— start of GIVEN TEXT —
Question:4(ii) Write down all the subsets of the following sets:

{a, b}

Answer:

Subsets of $\{a,b\}are\varphi ,\left\{a\right\},\left\{b\right\}and\{a,b\}$. Thus the given set has 4 subsets

Question:4(iii) Write down all the subsets of the following sets:

{1,2,3}

Answer:

Subsets of

$\{1,2,3\}=\left\{1\right\},\left\{2\right\},\left\{3\right\},\varphi ,\{1,2\},\{2,3\},\{3,1\},\{1,2,3\}$

Question:4(iv) Write down all the subsets of the following sets:

$\varphi$

Answer:

Subset of $\varphi$ is $\varphi$ only.

The subset of a null set is null set itself

Question:5 Write the following as intervals :

(i) {x : x $\in$R, – 4 $<$ x $\le$ 6}

(ii) {x : x $\in$ R, – 12 $<$x $<$–10}

(iii) {x : x $\in$ R, 0 $\le$ x $<$ 7}

(iv) {x : x $\in$ R, 3 $\le$ x $\le$ 4}

Answer:

The following can be written in interval as :

(i) {x : x $\in$R, – 4 $<$ x $\le$ 6} $=(-4,6]$

(ii) {x : x $\in$ R, – 12 $<$x $<$–10} $=(-12,-10)$

(iii) {x : x $\in$ R, 0 $\le$ x $<$ 7} $=[0,7)$

(iv) (iv) {x : x $\in$ R, 3 $\le$ x $\le$ 4} $=[3,4]$

Question:6 Write the following intervals in set-builder form :

(i) (– 3, 0)

(ii) [6 , 12]

(iii) (6, 12]

(iv) [–23, 5)

Answer:

The given intervals can be written in set builder form as :

(i) (– 3, 0) $=\{x:x\in R,-3<x<0\}$

(ii) [6 , 12] $=\{x:x\in R,6\le x\le 12\}$

(iii) (6, 12] $=\{x:x\in R,6<x\le 12\}$

(iv) [–23, 5)$=\{x:x\in R,-23\le x<5\}$

Question:7 What universal set(s) would you propose for each of the following :

(i) The set of right triangles.

(ii) The set of isosceles triangles.

Answer:

(i) Universal set for a set of right angle triangles can be set of polygons or set of all triangles.

(ii) Universal set for a set of isosceles angle triangles can be set of polygons.

Question:8 Given the sets A = {1, 3, 5}, B = {2, 4, 6} and C = {0, 2, 4, 6, 8}, which of the following may be considered as universal set (s) for all the three sets A, B and C
(i) {0, 1, 2, 3, 4, 5, 6}
(ii) $\varphi$
(iii) {0,1,2,3,4,5,6,7,8,9,10}
(iv) {1,2,3,4,5,6,7,8}
— end of GIVEN TEXT —
— start of RECORD LIST —
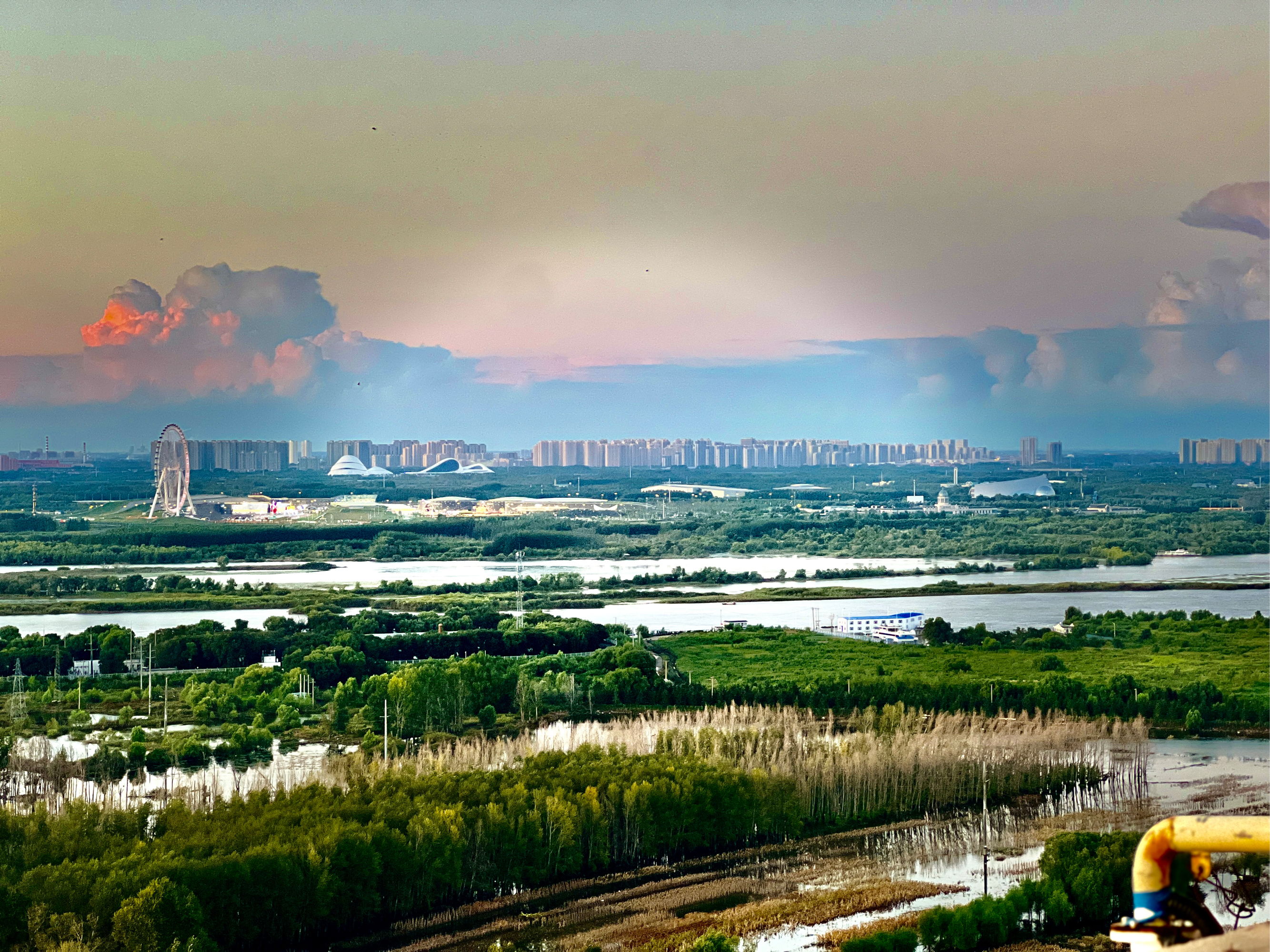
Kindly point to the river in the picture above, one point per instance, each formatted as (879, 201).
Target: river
(996, 611)
(999, 612)
(369, 574)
— end of RECORD LIST —
CHALLENGES:
• 1. Answer these questions using the text on sets and intervals.
(a) How many subsets does the text say the set {a, b} has?
(b) What interval does the text give for {x : x ∈ R, 0 ≤ x < 7}?
(c) What universal set does the text propose for the set of isosceles triangles?
• 2. Reproduce the part of the text on sets and intervals that opens with the words containing "(i) The set" and closes with "of all triangles.".

RESPONSES PER TASK:
• 1.
(a) The set {a, b} has 4 subsets.
(b) The interval is [0,7).
(c) The proposed universal set is the set of polygons.

• 2.
(i) The set of right triangles.

(ii) The set of isosceles triangles.

Answer:

(i) Universal set for a set of right angle triangles can be set of polygons or set of all triangles.